## [Document segment]
Nicholas Gruen (my web buddy in Australia) has given me permission to reproduce his Web 2.0 article on Adam Smith's Moral Sentiments, which I mentioned on Lost Legacy a few days ago.
I consider Nick's articles are excellent introductions to Smith's Moral Sentiments, Smith's least understood book (which is a characteristic it shares with better known, but still very poorly understood other book, Wealth Of Nations:
"When Ross Gittins (presumably a famous Oz MSM columnist),asked me to write a couple of columns in his place as he went on leave I agreed and realised shortly afterwards that they would coincide more or less with the 250th anniversary of the publication of The Theory of Moral Sentiments. So I decided I’d try to write two columns as bookends on Smith and his theory of moral sentiments.
The first one was published a couple of weeks ago second one is in today’s [Sydney Morning Herald] and Age (Melbourne).
Adam Smith and Web 2.0
HISTORY plays tricks on us. The real internet revolution picked up after the internet bubble had burst. And the economist whose framework helps most in thinking about the internet revolution is none other than Adam Smith, who kicked off economics more than 200 years ago.
The internet boom involved companies using the net to broadcast to customers — like ads on TV — or to automate the sales process: for instance, with customers booking their own airline tickets or ordering books. Today Web 2.0, or collaborative web, is enabling armies of volunteers to build a better world. Some are building and giving away public goods such as open-source software (Linux and Firefox) and reference resources (Wikipedia). Others provide expert analysis and commentary on blogs, often surpassing professional journalists. Others, such as Facebook, connect people with something in common.
These phenomena can’t be easily explained within economists’ standard framework, in which economic decision-makers are reduced to the ideal type known in the trade as homo economicus. Homo economicus is a pure, calculating egoist optimising his profit or “utility” without regard for others’ views or conduct (except where they’re useful to his ends).
Homo economicus might not explain which films we see or with whom we socialise. But a theory’s job is to highlight some aspects of reality — by leaving out others. When you make investments or haggle for a car or house, you’re probably doing the best homo economicus impression you can.
Even here, however, something’s seriously wrong. We’re socially comparative beings. We care deeply about the conduct, opinions and values of our peers, using comparisons with them to orient our own ideas about what we need or value and how wealthy we want or need to be. As for the subtler aspects of our economy, from the motivation of employees to those amazing things Web 2.0 is bringing forth, well, homo economicus doesn’t seem to get close to what’s going on.
Enter Adam Smith’s Theory of Moral Sentiments, published 250 years ago last month, a book he intended partly as a theoretical foundation for his later economics. As Smith sees it, we begin our lives as blobs of infantile egoism — infans economicus, if you like. But from then on Smith sees the process that we now call socialisation deepening and transforming us.
We learn from our immediate family, on whom we are utterly dependent, that some things win their approval and admiration, others their disapproval and even disgust. Our craving of approval and dread of disapproval and our ability to understand others by imagining ourselves in their shoes draw us into a lifelong dialectical social drama.

## [Instruction 1]
According to the article on Adam Smith and Web 2.0, why can't the phenomena of the collaborative web be easily explained within economists' standard framework? Answer in one to three sentences.
The article and the entries after it come from unrelated sources.

[Point annotation entries]
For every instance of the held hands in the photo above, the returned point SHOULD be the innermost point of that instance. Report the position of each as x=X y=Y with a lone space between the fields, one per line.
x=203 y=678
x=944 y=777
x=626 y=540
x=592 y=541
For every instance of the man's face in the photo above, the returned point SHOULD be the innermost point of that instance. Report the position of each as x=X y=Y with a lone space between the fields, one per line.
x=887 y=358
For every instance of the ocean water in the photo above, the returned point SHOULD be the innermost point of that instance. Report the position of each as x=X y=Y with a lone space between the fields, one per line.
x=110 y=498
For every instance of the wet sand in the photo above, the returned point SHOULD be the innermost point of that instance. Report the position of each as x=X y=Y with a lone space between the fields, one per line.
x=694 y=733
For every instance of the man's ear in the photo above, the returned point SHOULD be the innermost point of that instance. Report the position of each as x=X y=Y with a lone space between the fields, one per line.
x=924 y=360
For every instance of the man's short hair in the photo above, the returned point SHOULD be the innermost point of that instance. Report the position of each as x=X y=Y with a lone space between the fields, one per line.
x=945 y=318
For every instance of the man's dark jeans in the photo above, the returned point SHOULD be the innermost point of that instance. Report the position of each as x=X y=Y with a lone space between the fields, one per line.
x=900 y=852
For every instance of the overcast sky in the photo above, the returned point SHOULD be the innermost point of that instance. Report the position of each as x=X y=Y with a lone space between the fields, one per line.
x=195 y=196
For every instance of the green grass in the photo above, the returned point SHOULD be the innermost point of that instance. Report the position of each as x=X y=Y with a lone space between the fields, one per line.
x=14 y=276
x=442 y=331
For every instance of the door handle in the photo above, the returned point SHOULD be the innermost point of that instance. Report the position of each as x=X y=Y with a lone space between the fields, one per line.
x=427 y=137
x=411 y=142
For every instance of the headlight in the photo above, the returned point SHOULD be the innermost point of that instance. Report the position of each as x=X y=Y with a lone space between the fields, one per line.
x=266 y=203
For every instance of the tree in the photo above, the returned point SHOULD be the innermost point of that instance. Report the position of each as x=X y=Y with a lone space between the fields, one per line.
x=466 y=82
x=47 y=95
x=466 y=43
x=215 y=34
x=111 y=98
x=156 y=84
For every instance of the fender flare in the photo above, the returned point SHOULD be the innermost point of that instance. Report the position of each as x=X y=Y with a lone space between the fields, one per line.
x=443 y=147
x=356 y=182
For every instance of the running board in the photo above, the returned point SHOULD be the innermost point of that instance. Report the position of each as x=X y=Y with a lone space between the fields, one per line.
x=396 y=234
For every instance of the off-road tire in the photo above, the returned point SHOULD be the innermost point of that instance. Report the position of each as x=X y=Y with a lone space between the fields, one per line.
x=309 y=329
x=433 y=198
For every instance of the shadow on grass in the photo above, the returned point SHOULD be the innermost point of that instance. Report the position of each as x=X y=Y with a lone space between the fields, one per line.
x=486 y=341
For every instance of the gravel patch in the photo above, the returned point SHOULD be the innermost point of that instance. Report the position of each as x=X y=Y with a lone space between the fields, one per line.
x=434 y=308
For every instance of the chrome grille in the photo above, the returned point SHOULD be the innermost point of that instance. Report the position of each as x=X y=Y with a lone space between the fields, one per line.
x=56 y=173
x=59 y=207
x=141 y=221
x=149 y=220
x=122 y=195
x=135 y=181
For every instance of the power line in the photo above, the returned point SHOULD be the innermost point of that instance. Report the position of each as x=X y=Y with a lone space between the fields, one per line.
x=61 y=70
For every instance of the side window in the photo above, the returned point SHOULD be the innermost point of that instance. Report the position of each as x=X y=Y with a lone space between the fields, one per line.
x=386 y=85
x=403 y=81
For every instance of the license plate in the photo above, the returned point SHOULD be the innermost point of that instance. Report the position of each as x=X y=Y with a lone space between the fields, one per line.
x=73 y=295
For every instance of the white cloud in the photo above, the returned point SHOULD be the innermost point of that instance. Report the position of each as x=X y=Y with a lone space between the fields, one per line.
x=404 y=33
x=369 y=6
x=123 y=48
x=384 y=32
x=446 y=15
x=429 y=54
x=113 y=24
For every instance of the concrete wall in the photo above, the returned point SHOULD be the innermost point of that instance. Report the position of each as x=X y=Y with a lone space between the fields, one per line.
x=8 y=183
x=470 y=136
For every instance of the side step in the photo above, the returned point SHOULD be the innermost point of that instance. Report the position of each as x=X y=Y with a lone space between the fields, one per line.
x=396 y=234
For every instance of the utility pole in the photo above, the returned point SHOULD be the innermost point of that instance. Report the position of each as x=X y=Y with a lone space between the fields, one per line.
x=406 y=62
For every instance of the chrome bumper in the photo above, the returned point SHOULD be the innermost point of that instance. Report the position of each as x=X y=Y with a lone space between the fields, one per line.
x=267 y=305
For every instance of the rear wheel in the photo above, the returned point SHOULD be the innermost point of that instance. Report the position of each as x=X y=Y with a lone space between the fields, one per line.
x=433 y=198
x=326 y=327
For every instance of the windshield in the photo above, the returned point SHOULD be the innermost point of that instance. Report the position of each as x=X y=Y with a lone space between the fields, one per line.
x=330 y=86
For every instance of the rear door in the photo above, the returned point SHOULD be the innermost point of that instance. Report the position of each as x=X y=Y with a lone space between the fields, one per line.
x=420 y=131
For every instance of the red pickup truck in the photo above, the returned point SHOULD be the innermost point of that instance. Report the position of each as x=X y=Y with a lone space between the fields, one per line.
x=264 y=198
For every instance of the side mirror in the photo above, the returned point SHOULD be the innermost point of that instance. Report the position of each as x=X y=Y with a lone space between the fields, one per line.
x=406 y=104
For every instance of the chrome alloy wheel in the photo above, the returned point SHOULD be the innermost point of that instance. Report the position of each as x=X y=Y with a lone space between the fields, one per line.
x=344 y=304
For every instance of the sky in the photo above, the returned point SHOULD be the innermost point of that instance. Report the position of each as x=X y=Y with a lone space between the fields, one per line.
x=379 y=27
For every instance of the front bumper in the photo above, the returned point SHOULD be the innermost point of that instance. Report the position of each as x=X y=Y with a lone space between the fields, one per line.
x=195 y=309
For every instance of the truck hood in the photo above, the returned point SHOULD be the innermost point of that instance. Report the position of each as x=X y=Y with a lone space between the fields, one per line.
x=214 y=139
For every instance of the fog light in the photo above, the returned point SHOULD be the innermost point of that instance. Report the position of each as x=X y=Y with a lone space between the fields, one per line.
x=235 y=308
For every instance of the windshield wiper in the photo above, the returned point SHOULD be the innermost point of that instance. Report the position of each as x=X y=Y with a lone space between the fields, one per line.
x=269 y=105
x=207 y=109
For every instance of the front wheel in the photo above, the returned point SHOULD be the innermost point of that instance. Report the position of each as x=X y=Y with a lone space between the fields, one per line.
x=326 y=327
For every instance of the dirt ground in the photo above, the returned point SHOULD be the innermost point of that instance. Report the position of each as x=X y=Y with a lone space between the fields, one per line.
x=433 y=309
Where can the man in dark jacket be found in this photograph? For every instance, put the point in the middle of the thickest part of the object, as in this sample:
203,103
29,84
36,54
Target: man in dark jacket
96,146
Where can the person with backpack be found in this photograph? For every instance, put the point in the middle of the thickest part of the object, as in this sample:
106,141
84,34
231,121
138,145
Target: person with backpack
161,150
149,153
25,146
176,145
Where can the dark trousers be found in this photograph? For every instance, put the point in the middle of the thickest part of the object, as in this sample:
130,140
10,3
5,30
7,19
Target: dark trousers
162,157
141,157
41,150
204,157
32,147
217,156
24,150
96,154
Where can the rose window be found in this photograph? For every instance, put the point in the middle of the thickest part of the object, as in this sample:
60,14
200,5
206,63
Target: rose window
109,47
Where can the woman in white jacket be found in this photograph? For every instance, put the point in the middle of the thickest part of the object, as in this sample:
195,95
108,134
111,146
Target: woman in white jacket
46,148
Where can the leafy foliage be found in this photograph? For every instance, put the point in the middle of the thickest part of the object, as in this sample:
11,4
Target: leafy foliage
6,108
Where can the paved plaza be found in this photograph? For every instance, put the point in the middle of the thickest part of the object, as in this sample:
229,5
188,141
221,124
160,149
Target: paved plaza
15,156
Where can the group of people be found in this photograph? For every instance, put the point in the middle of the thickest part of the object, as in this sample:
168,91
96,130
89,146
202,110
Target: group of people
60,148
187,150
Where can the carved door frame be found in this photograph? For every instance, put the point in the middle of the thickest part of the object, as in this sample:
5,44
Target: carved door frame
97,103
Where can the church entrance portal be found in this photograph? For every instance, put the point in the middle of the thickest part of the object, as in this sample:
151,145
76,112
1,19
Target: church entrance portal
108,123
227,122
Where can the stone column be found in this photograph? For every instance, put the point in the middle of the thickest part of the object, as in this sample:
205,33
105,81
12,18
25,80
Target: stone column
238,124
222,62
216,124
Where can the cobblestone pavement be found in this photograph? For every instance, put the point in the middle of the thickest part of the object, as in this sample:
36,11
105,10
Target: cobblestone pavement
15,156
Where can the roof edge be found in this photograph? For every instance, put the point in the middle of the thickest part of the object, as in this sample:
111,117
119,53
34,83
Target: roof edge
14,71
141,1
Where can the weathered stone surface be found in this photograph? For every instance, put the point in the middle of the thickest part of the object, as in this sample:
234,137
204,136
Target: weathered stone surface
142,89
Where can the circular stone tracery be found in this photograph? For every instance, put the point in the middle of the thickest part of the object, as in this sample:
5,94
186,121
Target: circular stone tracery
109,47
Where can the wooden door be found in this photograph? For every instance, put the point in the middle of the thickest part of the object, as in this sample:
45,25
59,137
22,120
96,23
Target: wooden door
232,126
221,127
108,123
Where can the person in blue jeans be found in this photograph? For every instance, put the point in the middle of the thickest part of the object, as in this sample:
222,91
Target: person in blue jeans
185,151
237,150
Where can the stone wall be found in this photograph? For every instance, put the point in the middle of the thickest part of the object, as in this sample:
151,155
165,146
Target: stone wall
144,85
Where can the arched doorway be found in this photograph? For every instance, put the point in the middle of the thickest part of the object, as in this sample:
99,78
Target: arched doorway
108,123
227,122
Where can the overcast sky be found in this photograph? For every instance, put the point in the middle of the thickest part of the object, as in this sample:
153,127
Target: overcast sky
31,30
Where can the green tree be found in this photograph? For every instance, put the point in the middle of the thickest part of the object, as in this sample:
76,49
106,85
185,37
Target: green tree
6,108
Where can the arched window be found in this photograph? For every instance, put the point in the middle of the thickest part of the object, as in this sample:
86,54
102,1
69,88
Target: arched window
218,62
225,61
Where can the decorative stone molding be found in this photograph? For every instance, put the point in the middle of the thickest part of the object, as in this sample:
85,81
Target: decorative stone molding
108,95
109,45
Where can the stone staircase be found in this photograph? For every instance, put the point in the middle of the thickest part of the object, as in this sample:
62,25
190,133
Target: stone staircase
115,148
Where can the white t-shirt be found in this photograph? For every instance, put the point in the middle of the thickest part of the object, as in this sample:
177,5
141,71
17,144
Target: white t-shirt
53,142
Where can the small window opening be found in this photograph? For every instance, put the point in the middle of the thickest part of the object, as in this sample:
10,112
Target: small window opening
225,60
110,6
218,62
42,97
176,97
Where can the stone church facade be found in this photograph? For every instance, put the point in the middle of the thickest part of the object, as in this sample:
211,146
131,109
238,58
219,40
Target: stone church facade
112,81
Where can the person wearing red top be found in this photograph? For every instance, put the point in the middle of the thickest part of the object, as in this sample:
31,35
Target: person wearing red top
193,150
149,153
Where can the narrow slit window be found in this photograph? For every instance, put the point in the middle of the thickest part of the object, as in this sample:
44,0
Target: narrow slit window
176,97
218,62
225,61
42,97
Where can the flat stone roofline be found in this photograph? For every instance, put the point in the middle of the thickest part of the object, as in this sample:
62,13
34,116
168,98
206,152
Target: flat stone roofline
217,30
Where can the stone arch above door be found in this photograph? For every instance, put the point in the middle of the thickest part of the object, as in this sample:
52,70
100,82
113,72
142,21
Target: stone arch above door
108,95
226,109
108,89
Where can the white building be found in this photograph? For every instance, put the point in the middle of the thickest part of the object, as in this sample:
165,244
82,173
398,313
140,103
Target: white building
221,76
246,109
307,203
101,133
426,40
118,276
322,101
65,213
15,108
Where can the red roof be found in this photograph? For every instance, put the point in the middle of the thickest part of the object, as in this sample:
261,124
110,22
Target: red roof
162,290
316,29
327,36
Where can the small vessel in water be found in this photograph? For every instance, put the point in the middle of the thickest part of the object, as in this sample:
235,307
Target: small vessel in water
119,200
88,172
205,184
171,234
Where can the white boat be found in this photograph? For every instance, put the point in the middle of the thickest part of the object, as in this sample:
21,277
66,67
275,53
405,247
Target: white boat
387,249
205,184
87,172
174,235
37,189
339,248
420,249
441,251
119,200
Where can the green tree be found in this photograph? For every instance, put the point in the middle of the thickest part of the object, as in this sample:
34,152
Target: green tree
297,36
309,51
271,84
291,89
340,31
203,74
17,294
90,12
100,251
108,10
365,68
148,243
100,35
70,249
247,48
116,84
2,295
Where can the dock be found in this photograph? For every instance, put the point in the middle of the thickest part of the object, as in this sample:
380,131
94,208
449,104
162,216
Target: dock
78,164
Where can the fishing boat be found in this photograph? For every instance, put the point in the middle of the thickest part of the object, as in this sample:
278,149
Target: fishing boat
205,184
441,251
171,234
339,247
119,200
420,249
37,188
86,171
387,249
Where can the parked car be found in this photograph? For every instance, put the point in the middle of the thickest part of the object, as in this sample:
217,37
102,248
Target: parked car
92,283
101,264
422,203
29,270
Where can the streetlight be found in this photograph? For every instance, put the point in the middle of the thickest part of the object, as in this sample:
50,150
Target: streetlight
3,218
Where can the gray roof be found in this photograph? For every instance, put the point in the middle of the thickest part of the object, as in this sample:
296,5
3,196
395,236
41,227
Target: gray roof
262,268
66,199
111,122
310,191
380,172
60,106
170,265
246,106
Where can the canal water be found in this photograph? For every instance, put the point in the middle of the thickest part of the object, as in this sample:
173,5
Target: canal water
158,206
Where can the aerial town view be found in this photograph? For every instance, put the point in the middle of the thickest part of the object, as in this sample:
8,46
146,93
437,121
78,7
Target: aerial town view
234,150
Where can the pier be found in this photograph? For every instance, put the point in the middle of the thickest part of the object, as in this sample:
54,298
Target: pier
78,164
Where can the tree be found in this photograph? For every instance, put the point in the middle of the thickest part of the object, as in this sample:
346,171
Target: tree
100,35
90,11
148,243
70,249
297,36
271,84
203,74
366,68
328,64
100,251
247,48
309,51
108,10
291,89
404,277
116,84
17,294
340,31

## [Instruction 2]
In the entries, swap "ocean water" for "seawater" from the first line through the line with "x=110 y=498". Change nothing else, and return only those lines.

## [Full solution 1]
In economists' standard framework, decision-makers are reduced to the ideal type called homo economicus. Homo economicus is a pure, calculating egoist who optimizes his profit or "utility" without regard for others' views or conduct, except where they are useful to his ends.

## [Full solution 2]
For every instance of the held hands in the photo above, the returned point SHOULD be the innermost point of that instance. Report the position of each as x=X y=Y with a lone space between the fields, one per line.
x=203 y=678
x=944 y=777
x=626 y=540
x=592 y=541
For every instance of the man's face in the photo above, the returned point SHOULD be the innermost point of that instance. Report the position of each as x=X y=Y with a lone space between the fields, one per line.
x=887 y=358
For every instance of the seawater in the photo above, the returned point SHOULD be the innermost point of that instance. Report the position of each as x=X y=Y with a lone space between the fields, one per line.
x=110 y=498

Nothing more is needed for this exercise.